▶ [Travail demandé] Pour chacune des affirmations suivantes, dites par oui ou par non si elle concorde avec l’extrait sur l’hippothérapie, et citez les mots du texte qui tranchent. 1. Le cheval a tendance à fuir la pression. 2. L’hippothérapie peut remplacer une prise en charge (para)médicale. 3. La jument choisie par le patient aime être sortie du troupeau.

▶ [Extrait choisi]
Rester attentif ne signifie pas tout contrôler. S’il accepte d’interagir avec l’humain, en revanche, le cheval tend à fuir la pression. Cet animal reste imprévisible, ce qui peut déstabiliser les personnes qui sont dans l’hypercontrôle. Mieux vaut d’ailleurs éviter d’avoir des attentes précises à son égard, car il risque de se tenir à distance. "C’est quand on le rejoint dans l’instant présent, sans masque, sans attente, que la 'magie' opère ! explique Sophie. Récemment, j’ai eu un patient qui s’éparpillait dans mille et un projets, mais qui ne parvenait à en mener aucun à terme. Je lui demande d’amener un cheval sur la piste et voilà qu’il choisit précisément la jument qui n’aime pas être sortie du troupeau ! Bien sûr, il n’arrive pas à la faire bouger. Je lui propose alors de faire une pause et de repenser à un projet qu’il est parvenu à concrétiser et dont il est fier. Il se connecte à ce souvenir, se détend et… la jument s’est mise à le suivre."
Évidemment, l’hippothérapie n’est pas la panacée ni ne saurait se substituer à une prise en charge (para)médicale adéquate. Certes, un nombre croissant de professionnels de la santé (kiné, ergothérapeutes, logopèdes, psychologues, etc.) se forment en hippothérapie qui devient alors une approche supplémentaire dans leur boite à outils thérapeutiques. Dans tous les cas, "chaque hippothérapeute doit pouvoir évaluer en conscience ce qu’il peut faire ou pas, estime Sophie. Personnellement, j’interroge toujours les personnes qui me sollicitent sur le ou les suivis dont elles bénéficient par ailleurs. Pour les personnes en burn-out par exemple, il me parait essentiel que les gens voient un médecin ou un psychologue spécialisé, car je ne suis ni l’un ni l’autre. Il est aussi important de savoir si la personne prend certains médicaments (antidépresseurs, anxiolytiques, etc.), car cela peut interférer dans le travail avec les chevaux." Qui, décidément, sentent bien des choses !

▶ [Données disponibles]
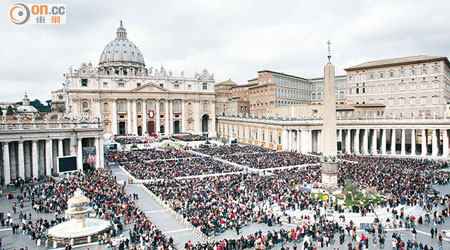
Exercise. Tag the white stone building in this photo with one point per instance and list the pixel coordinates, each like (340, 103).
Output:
(133, 99)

▶ [Réponse]
1. Oui : « le cheval tend à fuir la pression ».
2. Non : « l’hippothérapie n’est pas la panacée ni ne saurait se substituer à une prise en charge (para)médicale adéquate ».
3. Non : « la jument qui n’aime pas être sortie du troupeau ».